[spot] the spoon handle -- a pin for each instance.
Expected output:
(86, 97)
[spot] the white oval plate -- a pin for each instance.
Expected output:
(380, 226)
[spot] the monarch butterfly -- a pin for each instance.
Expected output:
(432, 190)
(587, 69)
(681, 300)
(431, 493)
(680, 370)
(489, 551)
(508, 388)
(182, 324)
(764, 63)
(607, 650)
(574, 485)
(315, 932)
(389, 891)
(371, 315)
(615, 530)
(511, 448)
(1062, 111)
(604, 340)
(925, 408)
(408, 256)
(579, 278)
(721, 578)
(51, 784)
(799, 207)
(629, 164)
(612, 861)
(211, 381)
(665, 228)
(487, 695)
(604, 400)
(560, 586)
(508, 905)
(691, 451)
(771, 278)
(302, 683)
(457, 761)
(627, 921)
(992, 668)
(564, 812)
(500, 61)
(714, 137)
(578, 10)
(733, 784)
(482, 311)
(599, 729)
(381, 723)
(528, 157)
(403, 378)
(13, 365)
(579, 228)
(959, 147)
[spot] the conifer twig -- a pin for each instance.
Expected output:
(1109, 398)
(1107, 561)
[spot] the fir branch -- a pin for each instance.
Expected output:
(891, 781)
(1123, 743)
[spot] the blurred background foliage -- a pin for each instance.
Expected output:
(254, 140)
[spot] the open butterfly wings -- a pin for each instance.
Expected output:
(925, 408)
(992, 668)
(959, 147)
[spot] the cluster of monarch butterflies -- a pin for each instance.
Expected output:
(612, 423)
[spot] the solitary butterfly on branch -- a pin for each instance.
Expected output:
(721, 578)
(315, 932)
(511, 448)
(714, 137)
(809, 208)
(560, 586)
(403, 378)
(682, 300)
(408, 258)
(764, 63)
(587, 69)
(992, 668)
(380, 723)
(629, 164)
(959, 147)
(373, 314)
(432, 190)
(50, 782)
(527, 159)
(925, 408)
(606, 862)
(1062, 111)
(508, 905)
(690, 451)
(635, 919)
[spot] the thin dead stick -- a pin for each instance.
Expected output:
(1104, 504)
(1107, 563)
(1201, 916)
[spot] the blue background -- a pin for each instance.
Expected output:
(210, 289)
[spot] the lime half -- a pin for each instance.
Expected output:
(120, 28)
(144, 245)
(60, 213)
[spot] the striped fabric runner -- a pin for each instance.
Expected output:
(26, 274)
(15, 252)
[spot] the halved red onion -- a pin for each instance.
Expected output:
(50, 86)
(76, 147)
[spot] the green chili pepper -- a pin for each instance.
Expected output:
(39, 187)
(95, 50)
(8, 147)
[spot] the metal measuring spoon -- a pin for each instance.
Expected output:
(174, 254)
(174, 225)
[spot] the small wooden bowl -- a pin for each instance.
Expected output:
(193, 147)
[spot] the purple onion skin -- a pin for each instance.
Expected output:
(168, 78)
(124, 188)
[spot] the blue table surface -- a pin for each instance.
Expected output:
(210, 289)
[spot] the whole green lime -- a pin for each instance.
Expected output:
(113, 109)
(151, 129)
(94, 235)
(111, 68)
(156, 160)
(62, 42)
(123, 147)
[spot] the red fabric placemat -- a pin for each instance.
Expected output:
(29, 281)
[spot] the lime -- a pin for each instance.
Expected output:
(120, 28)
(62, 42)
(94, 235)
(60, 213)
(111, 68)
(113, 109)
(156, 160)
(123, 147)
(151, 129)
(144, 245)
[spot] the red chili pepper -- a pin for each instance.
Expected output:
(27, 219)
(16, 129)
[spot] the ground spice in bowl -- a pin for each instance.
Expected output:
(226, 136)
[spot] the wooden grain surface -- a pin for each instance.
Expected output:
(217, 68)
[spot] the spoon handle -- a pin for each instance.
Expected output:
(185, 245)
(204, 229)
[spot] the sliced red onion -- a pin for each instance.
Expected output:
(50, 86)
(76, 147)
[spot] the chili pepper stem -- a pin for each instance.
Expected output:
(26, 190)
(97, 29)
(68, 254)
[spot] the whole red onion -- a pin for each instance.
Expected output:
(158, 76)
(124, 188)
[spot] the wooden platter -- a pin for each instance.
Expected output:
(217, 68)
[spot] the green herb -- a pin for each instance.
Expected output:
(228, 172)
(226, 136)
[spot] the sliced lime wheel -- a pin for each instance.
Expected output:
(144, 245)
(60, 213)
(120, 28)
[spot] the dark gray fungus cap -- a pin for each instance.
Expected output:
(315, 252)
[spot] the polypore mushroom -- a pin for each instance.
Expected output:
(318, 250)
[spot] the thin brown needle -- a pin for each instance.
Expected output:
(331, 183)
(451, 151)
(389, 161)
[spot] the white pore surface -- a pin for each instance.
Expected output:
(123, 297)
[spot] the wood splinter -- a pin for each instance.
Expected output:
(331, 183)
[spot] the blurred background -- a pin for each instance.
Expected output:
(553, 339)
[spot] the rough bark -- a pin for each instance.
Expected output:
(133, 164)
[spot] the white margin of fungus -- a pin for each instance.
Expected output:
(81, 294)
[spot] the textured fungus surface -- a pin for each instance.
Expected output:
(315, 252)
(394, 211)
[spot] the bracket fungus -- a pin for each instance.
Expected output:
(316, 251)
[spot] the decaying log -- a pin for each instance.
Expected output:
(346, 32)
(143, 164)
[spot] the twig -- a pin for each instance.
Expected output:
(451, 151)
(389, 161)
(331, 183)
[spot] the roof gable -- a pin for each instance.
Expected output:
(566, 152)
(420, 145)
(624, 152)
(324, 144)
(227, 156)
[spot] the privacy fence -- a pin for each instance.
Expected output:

•••••

**Required task**.
Copy out all of the lines above word for word.

**Task result**.
[spot] the spoon handle -- a pin for each instance.
Expected output:
(86, 97)
[spot] the white oval plate -- a pin for each instance.
Expected output:
(380, 226)
[spot] the monarch butterfly -- a pin for each instance.
Expected output:
(432, 190)
(587, 69)
(681, 300)
(431, 493)
(680, 370)
(489, 551)
(508, 388)
(182, 324)
(764, 63)
(607, 650)
(574, 485)
(315, 932)
(389, 891)
(371, 315)
(615, 530)
(511, 448)
(1062, 111)
(604, 340)
(925, 408)
(408, 256)
(579, 278)
(721, 578)
(51, 784)
(799, 207)
(629, 164)
(612, 861)
(211, 381)
(665, 228)
(487, 695)
(604, 400)
(560, 586)
(508, 905)
(691, 451)
(771, 278)
(302, 683)
(457, 761)
(627, 921)
(992, 668)
(564, 812)
(500, 61)
(714, 137)
(578, 10)
(733, 784)
(482, 311)
(599, 729)
(381, 723)
(528, 157)
(403, 378)
(13, 365)
(579, 228)
(959, 147)
[spot] the conifer twig -- a pin for each instance.
Expected output:
(1109, 398)
(1107, 561)
[spot] the fir branch -- a pin for each instance.
Expected output:
(891, 781)
(1123, 743)
[spot] the blurred background foliage -- a pin for each instance.
Expected output:
(254, 140)
[spot] the open butterfly wings -- a pin for each instance.
Expected output:
(925, 408)
(992, 668)
(959, 147)
[spot] the cluster of monarch butterflies -- a pin for each instance.
Expected output:
(612, 423)
[spot] the solitary butterfly on branch -- a pin for each instance.
Expected output:
(721, 578)
(315, 932)
(511, 448)
(714, 137)
(809, 208)
(560, 586)
(403, 378)
(682, 300)
(408, 258)
(764, 63)
(587, 69)
(992, 668)
(380, 723)
(629, 164)
(959, 147)
(373, 314)
(432, 190)
(50, 782)
(527, 159)
(925, 408)
(606, 862)
(1062, 111)
(508, 905)
(690, 451)
(635, 919)
[spot] the thin dead stick -- a pin for each instance.
Expected output:
(1104, 504)
(1107, 563)
(1201, 916)
[spot] the blue background -- a pin for each instance.
Expected output:
(210, 289)
[spot] the lime half -- a pin for each instance.
Expected output:
(120, 28)
(144, 245)
(60, 213)
[spot] the striped fabric runner -- a pin for each instance.
Expected output:
(26, 274)
(15, 252)
[spot] the halved red onion -- a pin for each instance.
Expected output:
(50, 86)
(76, 147)
[spot] the green chili pepper -- a pin for each instance.
Expected output:
(39, 187)
(95, 50)
(8, 147)
[spot] the metal measuring spoon -- a pin for each instance.
Expected output:
(174, 254)
(174, 225)
[spot] the small wooden bowl -- a pin for each instance.
Expected output:
(193, 147)
[spot] the purple onion skin -- a pin for each instance.
Expected output:
(168, 78)
(124, 188)
[spot] the blue table surface -- a pin for each instance.
Expected output:
(210, 289)
[spot] the whole green lime -- a pin for each instance.
Expected output:
(113, 109)
(151, 129)
(94, 235)
(111, 68)
(156, 160)
(62, 42)
(123, 147)
[spot] the red fabric placemat -- a pin for each instance.
Expected output:
(29, 281)
[spot] the lime -- a pin for each instance.
Expected output:
(120, 28)
(62, 42)
(94, 235)
(60, 213)
(111, 68)
(113, 109)
(156, 160)
(123, 147)
(151, 129)
(144, 245)
[spot] the red chili pepper -- a pin for each instance.
Expected output:
(27, 219)
(16, 129)
[spot] the ground spice in bowl -- a pin for each instance.
Expected output:
(226, 136)
[spot] the wooden grain surface -- a pin for each instance.
Expected output:
(217, 68)
[spot] the spoon handle -- a pin for each instance.
Expected output:
(185, 245)
(204, 229)
[spot] the sliced red onion -- a pin for each instance.
Expected output:
(50, 86)
(76, 147)
[spot] the chili pepper stem -- a pin for each instance.
Expected output:
(26, 190)
(97, 29)
(68, 254)
[spot] the whole red onion -- a pin for each instance.
Expected output:
(158, 76)
(124, 188)
[spot] the wooden platter -- a pin for each instance.
Expected output:
(217, 68)
[spot] the green herb -- a pin for each instance.
Expected output:
(228, 172)
(226, 136)
[spot] the sliced lime wheel -- a pin for each instance.
Expected output:
(144, 245)
(60, 213)
(120, 28)
[spot] the dark gray fungus cap -- a pin for each instance.
Expected output:
(315, 252)
[spot] the polypore mushroom -- a pin for each instance.
Expected output:
(318, 250)
[spot] the thin brown needle -- a pin for each instance.
Expected output:
(331, 183)
(451, 151)
(389, 161)
[spot] the white pore surface -- a pin for each instance.
Expected output:
(123, 297)
[spot] the wood splinter -- a pin for each instance.
Expected output:
(331, 183)
[spot] the blurred background -- a pin for each instance.
Expected output:
(553, 339)
[spot] the rough bark -- a pin for each instance.
Expected output:
(133, 164)
[spot] the white margin of fungus -- a pin for each instance.
Expected output:
(81, 294)
[spot] the textured fungus surface -- a pin for each instance.
Expected output:
(315, 252)
(394, 211)
[spot] the bracket fungus -- a pin for each instance.
Expected output:
(316, 251)
[spot] the decaying log -- a pin for each instance.
Expected output:
(346, 32)
(143, 164)
[spot] the twig -- a pin for each instance.
Expected output:
(451, 151)
(389, 161)
(331, 183)
[spot] the roof gable -- a pin for each instance.
Expected output:
(566, 152)
(420, 145)
(624, 152)
(324, 144)
(227, 156)
[spot] the privacy fence -- a pin for each instance.
Expected output:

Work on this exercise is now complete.